* [Liste des tâches]
(a) Les affirmations suivantes s'accordent-elles avec l'extrait sur Freud et l'inconscient ? (i) Freud présente la psychanalyse comme une révolution qui vient après celles de Copernic et de Darwin. (ii) Ce que dit Freud permet de définir les limites exactes de l'inconscient. (iii) Lacan désigne l'inconscient comme l'instance de l'autre. Répondez par oui ou non pour chacune, en citant mot pour mot les termes décisifs de l'extrait.
(b) Pourriez-vous poursuivre l'extrait sur Freud et l'inconscient à la suite de sa dernière phrase ?

* [Extrait proposé]

* * * *

Quelle définition de l'homme peut alors être ici supposée ? Que deviennent les idées de volonté, responsabilité,
maîtrise de soi ? Qu'est-ce que "se connaître" ? Il faut discuter la place de l'inconscient dans la définition de l'homme
: est-elle possible, nécessaire, inutile, négligeable ? Au nom de quoi ne serait-il pas nécessaire de tout expliquer ?
N'est-ce pas par exemple quand il s'agit de juger les conséquences d'un acte et non plus de s'interroger sur ses
motivations ?
Introduction
Les résistances qu'ont provoquées les débuts de la psychanalyse ont été interprétées par Freud comme la preuve
de l'importance de sa découverte.
Au contraire, de nombreux philosophes se sont efforcés de limiter la portée des
théories psychanalytiques relatives à l'inconscient.
Il faut essayer de cerner l'enjeu du débat.
1 - Freud et l'inconscient
On connaît le texte de Freud où ce dernier présente la psychanalyse comme
la troisième révolution dans l'histoire de l'humanité, après celles de Copernic
et de Darwin.
Elle inflige à l'orgueil humain un nouveau démenti : après avoir
dû renoncer à sa prétention d'être au centre de l'univers, puis d'appartenir à
une espèce privilégiée dans le monde naturel, l'homme doit abandonner l'idée
d'être maître de lui-même.
Aux yeux de Freud, la connaissance de l'inconscient remet donc en cause la
liberté de l'homme.
Elle fait dépendre ses actes de motivations qui échappent
à la pensée consciente et à la volonté.
L'inconscient devient l'instance
gouvernant le sujet, qui se trouve dans un rapport fondamental de
méconnaissance par rapport à ses actions.
La clé des comportements
humains est à rechercher, non plus dans la saisie directe que peut en avoir
l'individu, mais dans une instance sur laquelle il n'a pas de prise.
Un tel «
décentrement » du sujet, pour reprendre l'expression de certains
psychanalystes contemporains, modifie radicalement l'idée que les hommes se
faisaient de leur propre identité.
Le sujet n'est plus unifié, mais morcelé en
plusieurs instances, dont l'une, au moins, l'inconscient, lui est étrangère.
Lacan symbolisera cette attente du sujet à lui-même en désignant
l'inconscient comme l'instance de l'autre.
Chaque individu est ainsi traversé
par un ensemble de données qu'il ne contrôle pas, mais qui le constitue.
La
traditionnelle unité du moi autour de la conscience se trouve ruinée et la
notion même d'identité est mise en doute : révolution assez radicale de notre conception de l'homme.
2 - Limites de l'inconscient
L'instance de l'inconscient, telle que tente de le cerner Freud, n'est pas claire.
Elle se présente tantôt comme l'une
des composantes de l'appareil psychique, tantôt comme sa donnée fondamentale.
Les limites exactes de
l'inconscient ne sont pas définissables à partir de ce que dit Freud.
Dès lors, il n'est pas possible de préciser quelle
est l'importance exacte de la découverte psychanalytique.
L'homme est-il tout entier sous
l'emprise de l'inconscient, ou peut-il le dominer et canaliser ses pulsions ? Les orientations multiples de la
psychanalyse aujourd'hui sont autant de preuves de cette hésitation.

* * * *

* [Données fournies]
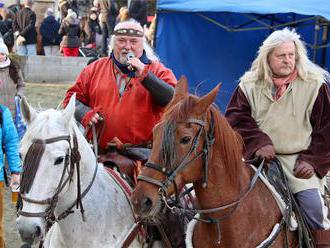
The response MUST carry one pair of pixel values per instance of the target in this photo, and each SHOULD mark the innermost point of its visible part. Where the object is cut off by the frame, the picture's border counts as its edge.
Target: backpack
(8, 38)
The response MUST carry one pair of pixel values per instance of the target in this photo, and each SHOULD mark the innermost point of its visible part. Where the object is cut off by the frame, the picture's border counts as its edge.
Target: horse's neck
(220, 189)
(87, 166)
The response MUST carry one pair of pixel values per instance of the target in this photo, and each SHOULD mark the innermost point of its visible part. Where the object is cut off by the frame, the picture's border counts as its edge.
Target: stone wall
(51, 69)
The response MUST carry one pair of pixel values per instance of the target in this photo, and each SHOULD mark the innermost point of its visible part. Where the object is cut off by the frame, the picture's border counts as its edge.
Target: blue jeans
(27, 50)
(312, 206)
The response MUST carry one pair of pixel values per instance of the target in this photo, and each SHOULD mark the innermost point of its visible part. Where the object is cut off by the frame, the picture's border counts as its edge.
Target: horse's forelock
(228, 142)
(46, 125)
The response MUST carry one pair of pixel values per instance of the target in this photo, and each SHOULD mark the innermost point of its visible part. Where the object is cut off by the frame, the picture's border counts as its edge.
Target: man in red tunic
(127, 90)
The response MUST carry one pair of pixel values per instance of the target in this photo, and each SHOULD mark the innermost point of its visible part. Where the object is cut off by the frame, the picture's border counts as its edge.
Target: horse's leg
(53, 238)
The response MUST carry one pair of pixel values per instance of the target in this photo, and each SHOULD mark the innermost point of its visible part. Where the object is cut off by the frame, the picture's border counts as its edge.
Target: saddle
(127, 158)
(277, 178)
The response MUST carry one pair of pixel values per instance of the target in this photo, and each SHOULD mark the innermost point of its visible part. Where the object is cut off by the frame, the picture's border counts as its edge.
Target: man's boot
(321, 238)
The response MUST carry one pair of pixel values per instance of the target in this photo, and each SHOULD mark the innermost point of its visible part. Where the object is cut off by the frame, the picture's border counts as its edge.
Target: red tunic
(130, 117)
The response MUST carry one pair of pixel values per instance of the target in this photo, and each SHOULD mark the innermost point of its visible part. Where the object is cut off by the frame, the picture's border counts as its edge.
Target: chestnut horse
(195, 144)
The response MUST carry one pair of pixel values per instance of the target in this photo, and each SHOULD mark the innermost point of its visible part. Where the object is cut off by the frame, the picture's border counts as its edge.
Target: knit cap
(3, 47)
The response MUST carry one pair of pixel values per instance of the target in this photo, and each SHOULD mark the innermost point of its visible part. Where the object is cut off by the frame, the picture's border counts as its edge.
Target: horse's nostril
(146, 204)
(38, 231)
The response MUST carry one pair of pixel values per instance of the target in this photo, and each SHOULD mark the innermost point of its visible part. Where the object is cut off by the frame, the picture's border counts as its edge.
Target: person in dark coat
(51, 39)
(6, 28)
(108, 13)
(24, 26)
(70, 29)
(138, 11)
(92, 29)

* * * *

* [Réponses par tâche]
(a)
(i) Oui : « la troisième révolution dans l'histoire de l'humanité, après celles de Copernic et de Darwin »
(ii) Non : « Les limites exactes de l'inconscient ne sont pas définissables à partir de ce que dit Freud. »
(iii) Oui : « en désignant l'inconscient comme l'instance de l'autre »

(b)
Plus fondamentalement, certains philosophes, comme Alain, ou Jaspers dans une perspective existentialiste,
reprochent à la théorie de Freud ses imprécisions ou son inconsistance.
Ainsi, Jaspers reproche à la psychanalyse de
privilégier en l'homme tout ce qui vient des pulsions, au lieu de mettre l'accent sur sa dignité, et de prolonger les
réflexions sur l'homme.
Dans cette perspective, la « découverte » de l'inconscient ne serait que le dévoilement, sous un aspect nouveau,
plus précis, mais non essentiel, de la part inférieure de l'homme.
Rien de ce qui est fondamentalement « humain » ne
serait ici révélé ; au contraire, ce serait une régression par rapport à la réflexion antérieure qui s'efforçait
d'arracher, toujours davantage, l'homme à sa condition première pour le faire accéder à un degré supérieur.
Cette
double perspective critique, insuffisance de la notion d'inconscient et abandon de la dimension métaphysique de
l'homme, peut d'une certaine manière, valoir pour toutes les sciences humaines.
Elles nous apprennent sur les
individus un certain nombre de faits, objectivement vérifiables, mais elles ne permettent pas de cerner l'homme dans
son essence.
C'est pourquoi, sans doute, les philosophes gardent à leur égard une distance.
En traitant les individus
comme des objets susceptibles d'être connus selon des méthodes scientifiques, les sciences humaines renoncent à
poser les questions fondamentales sur l'homme lui-même.
Elles abandonnent le terrain à la philosophie, mais se
condamnent par là même à ne connaître des hommes que certains aspects extérieurs.
Conclusion
La connaissance de l'inconscient a permis aux individus de mieux comprendre leur appareil psychique.
Elle a montré
que tout un pan de notre personnalité échappe à notre contrôle tout en déterminant nos actions.
Elle a détruit, au
moins partiellement, l'illusion de l'unité du sujet autour de la conscience.
Mais, si la psychanalyse a balayé une vision
trop simple de l'individu, elle n'a pas vraiment renouvelé la réflexion sur l'homme, sauf à identifier ce dernier à l'idée.